Directions for this task - Please provide the entries below again, word for word.

Point-per-instance localization data
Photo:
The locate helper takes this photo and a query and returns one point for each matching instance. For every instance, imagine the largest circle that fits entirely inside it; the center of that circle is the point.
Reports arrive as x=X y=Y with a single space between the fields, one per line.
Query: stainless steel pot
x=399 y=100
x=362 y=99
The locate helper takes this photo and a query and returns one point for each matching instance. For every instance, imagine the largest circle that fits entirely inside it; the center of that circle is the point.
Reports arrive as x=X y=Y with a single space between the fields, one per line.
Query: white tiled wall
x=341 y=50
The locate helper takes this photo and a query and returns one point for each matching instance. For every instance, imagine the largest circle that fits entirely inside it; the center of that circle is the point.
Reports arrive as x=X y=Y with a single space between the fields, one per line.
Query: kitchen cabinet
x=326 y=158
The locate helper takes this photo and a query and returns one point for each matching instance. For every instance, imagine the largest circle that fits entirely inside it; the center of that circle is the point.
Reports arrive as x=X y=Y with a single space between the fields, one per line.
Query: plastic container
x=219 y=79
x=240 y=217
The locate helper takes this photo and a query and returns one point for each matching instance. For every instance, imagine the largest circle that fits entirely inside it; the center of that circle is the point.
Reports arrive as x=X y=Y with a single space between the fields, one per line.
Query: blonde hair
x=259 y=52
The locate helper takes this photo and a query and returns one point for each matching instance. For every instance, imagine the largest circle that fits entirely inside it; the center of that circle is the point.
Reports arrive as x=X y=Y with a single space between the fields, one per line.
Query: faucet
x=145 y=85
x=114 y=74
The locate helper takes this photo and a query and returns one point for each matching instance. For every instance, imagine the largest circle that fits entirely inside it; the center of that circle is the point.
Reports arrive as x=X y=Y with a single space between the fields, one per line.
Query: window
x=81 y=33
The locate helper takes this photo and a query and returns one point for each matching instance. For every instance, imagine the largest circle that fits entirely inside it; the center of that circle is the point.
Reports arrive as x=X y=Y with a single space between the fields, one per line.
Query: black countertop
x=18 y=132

Output below -
Photo:
The locate helper takes this photo and a query and returns one point for each matching instance. For every instance, imagine the largest circle that fits entirely inside it; the center of that circle is the point.
Reports arrive as x=X y=Y with a single space between the fields, one per line.
Query: stainless steel pot
x=399 y=100
x=362 y=99
The locate helper takes this photo and a query and returns one point for each matching instance. For every instance, imagine the largest circle that fits entirely inside it; the center of that circle is the point.
Reports arrive as x=X y=Y with a single space between the fields, one per line.
Query: white tiled wall
x=341 y=50
The locate helper takes this photo and a query and returns one point for each matching instance. For every instance, imagine the largest circle that fits entirely inside it; the center of that circle is the point.
Reports arrive as x=X y=Y with a single space between the fields, one per line.
Query: kitchen cabinet
x=326 y=158
The locate helper takes this photo and a query and returns one point for each matching instance. For every instance, imagine the largest circle that fits entirely inside it; the center of that circle is the point.
Reports arrive as x=X y=Y with a single space between the fields, one per line.
Query: plastic container
x=219 y=79
x=240 y=217
The locate helper takes this photo and a query and returns one point for each matching instance. For every instance, imagine the largest circle that fits entirely inside it; the center of that circle is the point.
Reports arrive as x=X y=Y with a single space between the fields, one per line.
Query: blonde hair
x=259 y=52
The locate helper takes this photo and a query and returns one point for each matching instance. For every instance, imagine the largest circle that fits entirely inside it; the center of that circle is the point.
Reports arrive as x=X y=Y with a single space between the fields, one per line.
Query: faucet
x=145 y=85
x=114 y=74
The locate helper takes this photo and a query and returns one point for each matching instance. For every instance, imagine the largest circle that fits entirely inside it; the center of that circle is the point.
Reports arrive as x=X y=Y with a single space between the fields, one per line.
Query: window
x=81 y=33
The locate helper takes this photo and a query and returns one point for each matching instance. For every instance, imagine the largest circle that fits entirely inside it; the center of that circle is the point.
Reports arrive as x=X y=Y with a single space between the fields, one per line.
Query: black countertop
x=18 y=132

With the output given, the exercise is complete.